■ **TASK BRIEF**: Reproduce the records below with every "Identify" changed to "Locate". Leave everything else unchanged.
### DATASET CONTENT
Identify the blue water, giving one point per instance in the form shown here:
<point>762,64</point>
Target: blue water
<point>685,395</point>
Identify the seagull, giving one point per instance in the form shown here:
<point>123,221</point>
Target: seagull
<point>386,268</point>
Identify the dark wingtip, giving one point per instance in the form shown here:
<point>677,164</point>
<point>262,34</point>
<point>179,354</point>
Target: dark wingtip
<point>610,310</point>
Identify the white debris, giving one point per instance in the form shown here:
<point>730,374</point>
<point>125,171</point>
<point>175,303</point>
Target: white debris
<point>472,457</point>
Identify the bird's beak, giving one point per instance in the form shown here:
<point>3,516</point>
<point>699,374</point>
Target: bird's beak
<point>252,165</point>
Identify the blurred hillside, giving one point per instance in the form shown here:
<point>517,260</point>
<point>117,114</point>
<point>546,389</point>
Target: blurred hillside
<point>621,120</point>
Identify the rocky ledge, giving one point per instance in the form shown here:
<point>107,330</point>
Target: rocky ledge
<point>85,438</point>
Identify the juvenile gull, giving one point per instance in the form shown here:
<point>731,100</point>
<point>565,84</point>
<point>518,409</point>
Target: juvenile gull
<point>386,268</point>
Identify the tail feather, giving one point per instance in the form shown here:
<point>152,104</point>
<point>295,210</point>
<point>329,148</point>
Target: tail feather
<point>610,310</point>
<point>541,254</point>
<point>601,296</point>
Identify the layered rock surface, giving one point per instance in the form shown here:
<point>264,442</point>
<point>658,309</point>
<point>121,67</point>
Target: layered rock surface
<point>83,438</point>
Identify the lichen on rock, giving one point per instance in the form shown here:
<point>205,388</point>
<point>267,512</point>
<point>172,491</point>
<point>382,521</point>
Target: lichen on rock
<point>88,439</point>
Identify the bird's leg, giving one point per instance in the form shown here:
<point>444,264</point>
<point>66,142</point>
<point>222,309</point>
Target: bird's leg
######
■ **EXERCISE ANSWER**:
Locate the blue water, giving one point per instance in the form shown here:
<point>762,64</point>
Target: blue water
<point>685,395</point>
Locate the seagull, giving one point per instance in the form shown here:
<point>123,221</point>
Target: seagull
<point>386,268</point>
Locate the dark wingtip, giving one point per instance in the form shown here:
<point>677,164</point>
<point>262,34</point>
<point>179,354</point>
Target: dark wingtip
<point>610,310</point>
Locate the white debris, giving one point per instance in the form shown here:
<point>730,374</point>
<point>125,171</point>
<point>175,303</point>
Target: white debris
<point>472,457</point>
Locate the bird's beak, giving one point per instance in the form shown here:
<point>3,516</point>
<point>699,374</point>
Target: bird's beak
<point>252,165</point>
Locate the blurred hillside, giving one point per instance in the form shown here:
<point>517,260</point>
<point>117,114</point>
<point>546,389</point>
Target: blurred hillside
<point>621,120</point>
Locate the rocky ledge, giving one point per instance in the form shown here:
<point>107,330</point>
Target: rocky ledge
<point>85,438</point>
Locate the juvenile gull, giving one point per instance in the form shown here:
<point>731,100</point>
<point>565,84</point>
<point>518,409</point>
Target: juvenile gull
<point>386,268</point>
Locate the tail feather, giving one point per instance in the form shown here:
<point>152,104</point>
<point>295,210</point>
<point>329,148</point>
Target: tail feather
<point>610,310</point>
<point>541,254</point>
<point>601,296</point>
Locate the layered rock surface, giving one point per instance in the form shown here:
<point>264,442</point>
<point>658,309</point>
<point>121,67</point>
Target: layered rock surface
<point>83,438</point>
Locate the lichen on rock, giving one point per instance in the form shown here:
<point>205,388</point>
<point>267,512</point>
<point>172,491</point>
<point>382,521</point>
Target: lichen on rock
<point>88,439</point>
Locate the bird's leg, giving one point per instance in the form shown here:
<point>444,264</point>
<point>66,142</point>
<point>222,309</point>
Target: bird's leg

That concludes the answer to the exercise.